● Data section:
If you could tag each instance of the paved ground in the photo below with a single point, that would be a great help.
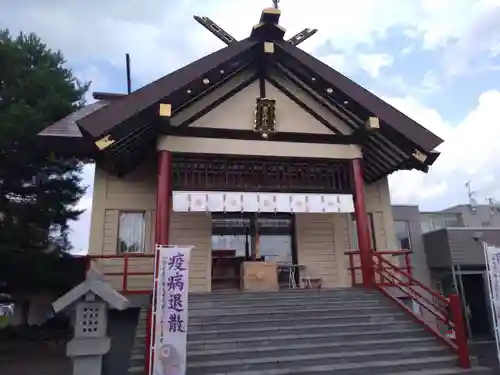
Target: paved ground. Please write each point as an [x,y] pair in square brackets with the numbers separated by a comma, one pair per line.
[487,355]
[34,359]
[49,358]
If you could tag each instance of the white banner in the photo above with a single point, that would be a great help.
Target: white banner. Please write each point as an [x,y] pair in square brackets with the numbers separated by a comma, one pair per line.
[168,352]
[492,256]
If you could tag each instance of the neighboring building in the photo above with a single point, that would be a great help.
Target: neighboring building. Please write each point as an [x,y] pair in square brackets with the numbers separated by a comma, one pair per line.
[314,136]
[448,254]
[476,216]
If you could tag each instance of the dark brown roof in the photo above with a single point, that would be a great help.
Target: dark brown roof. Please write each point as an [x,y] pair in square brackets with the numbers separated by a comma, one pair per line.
[101,122]
[67,127]
[131,121]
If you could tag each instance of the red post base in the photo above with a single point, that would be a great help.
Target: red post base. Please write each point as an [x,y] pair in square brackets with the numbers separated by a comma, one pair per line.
[162,231]
[362,224]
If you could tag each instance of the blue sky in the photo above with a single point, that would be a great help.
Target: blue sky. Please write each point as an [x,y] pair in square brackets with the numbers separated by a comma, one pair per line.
[436,60]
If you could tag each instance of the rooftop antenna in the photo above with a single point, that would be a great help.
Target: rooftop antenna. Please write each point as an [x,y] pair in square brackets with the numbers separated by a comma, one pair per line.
[129,79]
[215,29]
[470,195]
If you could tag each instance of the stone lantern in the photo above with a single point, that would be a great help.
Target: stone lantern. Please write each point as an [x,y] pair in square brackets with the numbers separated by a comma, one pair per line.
[89,303]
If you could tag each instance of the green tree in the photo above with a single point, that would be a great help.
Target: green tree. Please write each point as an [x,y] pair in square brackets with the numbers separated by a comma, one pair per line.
[38,192]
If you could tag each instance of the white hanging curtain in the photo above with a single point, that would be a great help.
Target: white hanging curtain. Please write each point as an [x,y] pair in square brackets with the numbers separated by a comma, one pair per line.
[131,232]
[184,201]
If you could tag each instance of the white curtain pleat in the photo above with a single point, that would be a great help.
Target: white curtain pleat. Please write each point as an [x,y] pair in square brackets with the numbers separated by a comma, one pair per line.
[132,227]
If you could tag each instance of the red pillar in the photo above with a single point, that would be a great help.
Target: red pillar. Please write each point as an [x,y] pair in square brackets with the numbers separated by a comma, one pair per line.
[163,197]
[362,224]
[162,230]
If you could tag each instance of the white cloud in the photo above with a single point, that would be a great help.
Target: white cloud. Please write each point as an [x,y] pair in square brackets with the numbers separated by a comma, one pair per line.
[161,35]
[468,153]
[374,62]
[80,230]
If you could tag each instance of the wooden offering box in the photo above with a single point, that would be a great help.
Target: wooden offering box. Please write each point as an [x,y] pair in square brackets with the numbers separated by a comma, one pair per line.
[259,276]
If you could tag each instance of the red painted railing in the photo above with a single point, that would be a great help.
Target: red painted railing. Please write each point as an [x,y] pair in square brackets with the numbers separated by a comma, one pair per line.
[355,269]
[125,263]
[443,312]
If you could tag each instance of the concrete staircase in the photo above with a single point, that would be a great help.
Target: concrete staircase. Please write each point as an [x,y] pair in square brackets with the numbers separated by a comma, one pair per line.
[307,332]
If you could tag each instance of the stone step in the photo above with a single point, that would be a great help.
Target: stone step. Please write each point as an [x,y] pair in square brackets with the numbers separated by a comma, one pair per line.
[311,347]
[297,329]
[277,305]
[213,296]
[380,367]
[253,363]
[389,332]
[448,371]
[287,297]
[290,320]
[299,312]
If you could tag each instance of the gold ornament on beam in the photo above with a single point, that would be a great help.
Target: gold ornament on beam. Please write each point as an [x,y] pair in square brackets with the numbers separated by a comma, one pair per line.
[265,117]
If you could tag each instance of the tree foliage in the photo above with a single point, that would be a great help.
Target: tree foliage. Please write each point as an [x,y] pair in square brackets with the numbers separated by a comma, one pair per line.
[38,192]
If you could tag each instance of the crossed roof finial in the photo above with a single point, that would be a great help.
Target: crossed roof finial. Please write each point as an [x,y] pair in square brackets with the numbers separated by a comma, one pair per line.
[228,39]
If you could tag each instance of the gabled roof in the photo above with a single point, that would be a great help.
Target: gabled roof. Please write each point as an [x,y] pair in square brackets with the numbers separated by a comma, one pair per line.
[170,87]
[126,129]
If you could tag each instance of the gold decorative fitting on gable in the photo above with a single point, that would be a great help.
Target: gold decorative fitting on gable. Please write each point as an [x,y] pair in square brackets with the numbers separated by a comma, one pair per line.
[372,123]
[165,110]
[271,11]
[265,117]
[419,155]
[104,142]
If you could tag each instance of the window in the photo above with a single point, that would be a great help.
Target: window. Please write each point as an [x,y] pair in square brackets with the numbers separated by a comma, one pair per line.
[131,232]
[435,221]
[402,230]
[354,231]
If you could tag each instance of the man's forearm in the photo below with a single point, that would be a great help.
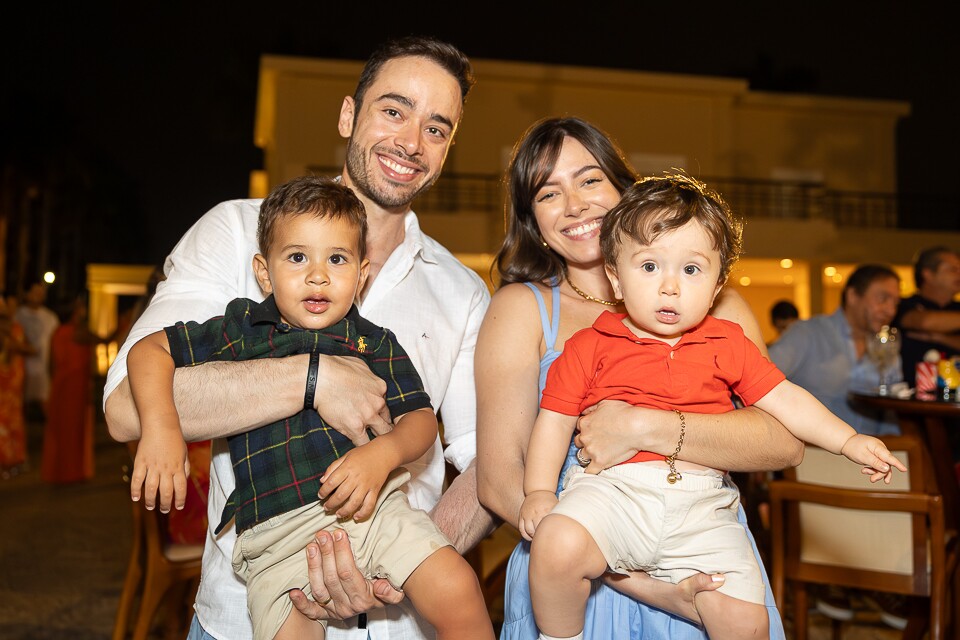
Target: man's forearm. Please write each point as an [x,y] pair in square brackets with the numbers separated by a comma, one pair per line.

● Aim of the task: In the records above, find the line with "If you could tag each instance of the gabled" and copy from it through the last line exactly, without the pictures.

● Expected answer:
If you could tag each instance of the gabled roof in the photo above with a single point, that would be a great help.
Target: gabled roof. Please write each point as an [x,y] pair in square brackets with the numbers separated by a comma, one pair per line.
[170,87]
[126,129]
If you could tag each instance of the gold decorative fitting on gable in the photo above with a single point, that would be a great help.
Target: gold decorative fitting on gable. Please write each point as an [x,y] pair in square brackets with the numbers separated by a comma, one pair per line.
[372,123]
[165,110]
[271,11]
[265,117]
[419,155]
[104,142]
If you could tag each instance of the window in the photo above with a single point, that would be a great help.
Target: window. Please write each point as an [x,y] pair in square brackets with the numbers separated by a comma, one pair per line.
[131,232]
[435,221]
[402,230]
[354,231]
If you could tag each instance of the man's forearm in the photo below with a single point, that would be a great help.
Target: man's forearm. Please write each point as an [x,y] pair in square brackets with the numbers separated by a comma, one pair per line.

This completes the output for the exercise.